• [Text block]:
== Segment start ==

Luxembourg–Mexico relations are the diplomatic relations between the Grand Duchy of Luxembourg and the United Mexican States. Both nations are members of the OECD and the United Nations.

History
Diplomatic relations between Luxembourg and Mexico were established in 1947. In 1980, Luxembourgish Prime Minister Pierre Werner paid an official visit to Mexico and met with Mexican President José López Portillo. During his visit to Mexico, both nations discussed and emphasized the energetic cooperation, especially in the iron and steel industry, and Luxembourg's participation in the Las Truchas Steel Project in the Mexican state of Michoacán. In March 1991, Foreign Minister Jacques Poos paid a visit to Mexico. In April that same year, Mexican Foreign Minister Fernando Solana paid an official visit to Luxembourg, becoming the only high-level representative of the Mexican government to visit Luxembourg.

== Segment end ==

• [What you are asked to do]:
Extract the passage of the text on Luxembourg–Mexico relations between "Luxembourg–Mexico relations are" and "the United Nations.", inclusive. The records below are separate material with no connection to the text on Luxembourg–Mexico relations.

(Dataset excerpts)

== Segment start ==

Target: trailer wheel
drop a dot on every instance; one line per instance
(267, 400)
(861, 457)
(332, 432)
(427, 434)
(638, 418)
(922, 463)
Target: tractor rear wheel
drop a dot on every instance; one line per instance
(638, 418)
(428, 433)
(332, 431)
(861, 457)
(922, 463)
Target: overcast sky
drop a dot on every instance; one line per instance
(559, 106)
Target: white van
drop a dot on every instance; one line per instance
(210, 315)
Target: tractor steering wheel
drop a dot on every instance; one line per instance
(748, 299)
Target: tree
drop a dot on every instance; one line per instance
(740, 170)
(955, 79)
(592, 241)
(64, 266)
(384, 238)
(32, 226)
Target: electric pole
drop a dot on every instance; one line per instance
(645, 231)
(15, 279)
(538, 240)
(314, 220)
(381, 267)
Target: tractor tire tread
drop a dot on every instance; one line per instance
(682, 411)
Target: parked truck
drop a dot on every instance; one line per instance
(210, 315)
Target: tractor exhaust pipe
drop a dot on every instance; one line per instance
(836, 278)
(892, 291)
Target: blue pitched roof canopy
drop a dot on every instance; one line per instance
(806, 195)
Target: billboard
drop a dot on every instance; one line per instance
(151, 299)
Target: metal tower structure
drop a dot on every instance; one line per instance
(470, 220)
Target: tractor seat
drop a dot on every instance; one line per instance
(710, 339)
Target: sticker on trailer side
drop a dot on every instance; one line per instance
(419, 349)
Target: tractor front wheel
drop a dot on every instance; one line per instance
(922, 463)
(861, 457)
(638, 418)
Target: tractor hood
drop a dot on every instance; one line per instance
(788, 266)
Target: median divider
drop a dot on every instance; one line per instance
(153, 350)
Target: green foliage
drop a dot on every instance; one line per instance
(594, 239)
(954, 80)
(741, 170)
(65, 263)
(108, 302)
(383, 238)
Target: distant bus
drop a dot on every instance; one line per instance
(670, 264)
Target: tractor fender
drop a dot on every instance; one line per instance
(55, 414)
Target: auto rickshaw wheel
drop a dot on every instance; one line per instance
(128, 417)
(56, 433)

== Segment end ==

• [Answer box]:
Luxembourg–Mexico relations are the diplomatic relations between the Grand Duchy of Luxembourg and the United Mexican States. Both nations are members of the OECD and the United Nations.